Work to be completed
Copy out only the stretch of records from the line containing "For this challenge, identify the stained" through the line containing "point(425, 488)", keeping every line and raising each coordinate in the answers by 134. Leave the format sample points unchanged.

(Data records)
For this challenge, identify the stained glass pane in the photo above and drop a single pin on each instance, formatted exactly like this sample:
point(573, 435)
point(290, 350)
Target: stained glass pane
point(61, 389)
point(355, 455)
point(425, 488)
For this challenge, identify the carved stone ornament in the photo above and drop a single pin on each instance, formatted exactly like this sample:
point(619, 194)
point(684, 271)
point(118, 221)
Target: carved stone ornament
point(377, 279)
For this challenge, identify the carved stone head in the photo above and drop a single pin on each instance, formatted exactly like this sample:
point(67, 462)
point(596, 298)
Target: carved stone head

==

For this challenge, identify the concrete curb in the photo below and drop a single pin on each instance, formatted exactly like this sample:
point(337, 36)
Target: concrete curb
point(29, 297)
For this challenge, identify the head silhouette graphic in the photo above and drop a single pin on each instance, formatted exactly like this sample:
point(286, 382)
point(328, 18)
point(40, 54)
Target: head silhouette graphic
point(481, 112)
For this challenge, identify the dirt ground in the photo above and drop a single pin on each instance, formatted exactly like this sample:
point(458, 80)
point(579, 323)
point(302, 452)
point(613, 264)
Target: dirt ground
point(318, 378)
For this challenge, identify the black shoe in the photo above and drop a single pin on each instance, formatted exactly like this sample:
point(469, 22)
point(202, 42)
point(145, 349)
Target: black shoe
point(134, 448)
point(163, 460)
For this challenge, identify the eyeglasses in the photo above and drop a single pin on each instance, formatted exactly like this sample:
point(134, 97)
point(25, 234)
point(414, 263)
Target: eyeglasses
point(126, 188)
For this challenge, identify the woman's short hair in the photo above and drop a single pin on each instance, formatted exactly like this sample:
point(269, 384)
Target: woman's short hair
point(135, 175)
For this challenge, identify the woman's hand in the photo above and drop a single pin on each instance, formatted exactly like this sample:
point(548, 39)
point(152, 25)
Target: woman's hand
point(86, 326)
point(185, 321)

Complete output
For this challenge, identify the stained glass pane in the photo above and drop a single pin on each instance, formatted exactly like this sample:
point(573, 435)
point(290, 350)
Target: stained glass pane
point(195, 523)
point(489, 589)
point(559, 622)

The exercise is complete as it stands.